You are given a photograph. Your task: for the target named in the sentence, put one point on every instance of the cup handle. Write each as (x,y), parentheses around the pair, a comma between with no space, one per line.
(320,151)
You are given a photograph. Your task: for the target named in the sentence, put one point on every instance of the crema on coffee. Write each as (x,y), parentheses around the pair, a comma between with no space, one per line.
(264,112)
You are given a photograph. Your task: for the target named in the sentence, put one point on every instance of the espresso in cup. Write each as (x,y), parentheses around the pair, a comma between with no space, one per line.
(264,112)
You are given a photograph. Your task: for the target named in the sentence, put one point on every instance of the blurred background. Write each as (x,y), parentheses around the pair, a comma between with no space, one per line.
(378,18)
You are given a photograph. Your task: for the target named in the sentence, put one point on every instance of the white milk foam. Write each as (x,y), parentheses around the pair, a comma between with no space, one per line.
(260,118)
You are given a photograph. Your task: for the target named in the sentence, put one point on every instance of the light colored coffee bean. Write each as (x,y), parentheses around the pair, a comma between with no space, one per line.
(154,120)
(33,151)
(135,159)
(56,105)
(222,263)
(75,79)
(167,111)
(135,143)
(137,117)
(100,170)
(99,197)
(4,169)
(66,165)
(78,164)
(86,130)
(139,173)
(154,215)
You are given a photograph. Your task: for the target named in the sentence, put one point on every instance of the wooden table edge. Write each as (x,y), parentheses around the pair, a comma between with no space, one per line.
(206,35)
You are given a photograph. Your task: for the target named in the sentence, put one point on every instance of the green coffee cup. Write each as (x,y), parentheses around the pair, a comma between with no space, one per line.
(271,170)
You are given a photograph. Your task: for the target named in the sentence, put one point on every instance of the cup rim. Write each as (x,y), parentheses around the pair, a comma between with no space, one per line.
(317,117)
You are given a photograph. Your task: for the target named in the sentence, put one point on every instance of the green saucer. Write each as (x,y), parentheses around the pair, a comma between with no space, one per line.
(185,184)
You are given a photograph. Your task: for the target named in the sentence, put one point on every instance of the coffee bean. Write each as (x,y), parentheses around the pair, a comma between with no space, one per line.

-- -- --

**Aim:** From the line holding "of the blurred" down to the final line above, quote every line exactly and only those lines.

**Response to this task:**
You are given a photograph. Your task: for the target named in the sentence, put one point on every instance of the blurred background. Write each as (x,y), parentheses around the pair, a comma between with no space, one per line.
(378,18)
You are given a photograph. Your task: for the target named in the sentence, put one point on every instance of the white milk foam. Write each as (x,y), parentheses around the pair, a comma between with no space, one per line.
(260,118)
You are given a photograph. Your task: for the target named in the sentence, put one point on every instance of the light colored coffee bean. Write each as (x,y), parentheses around the pair, a comma between with no space, one per line.
(154,120)
(33,151)
(135,159)
(56,105)
(222,263)
(75,79)
(167,111)
(135,143)
(137,117)
(100,170)
(99,197)
(4,169)
(66,165)
(78,164)
(86,130)
(139,173)
(154,215)
You are given a photograph. Your task: for the target named in the sentence, put one point on every instance of the wooden table edge. Write each as (x,y), parentheses around the pair, a comma between with no space, one per line.
(206,35)
You are given a photograph. Your task: for the target named in the sentence, put one point on every instance of the green coffee cup. Write each as (x,y), parentheses around the pair, a comma between with no space, one per line.
(271,170)
You are given a photograph. Your task: for the target named in the sentence, put one point on every instance of the cup rim. Write each as (x,y), parentheses around the pair, a comma between with no space, one per line.
(317,117)
You are given a photograph. Your task: for the target named in the sentence, put one point on every instance of the green saucer. Write each as (x,y), parentheses around the pair, a comma between with no space, one per line.
(185,184)
You are given a photograph. Your task: for the target named in the sentence, put one point on every instance of the coffee bean. Write each as (x,y), parentheses around the pair, a comma between with no space, one per line.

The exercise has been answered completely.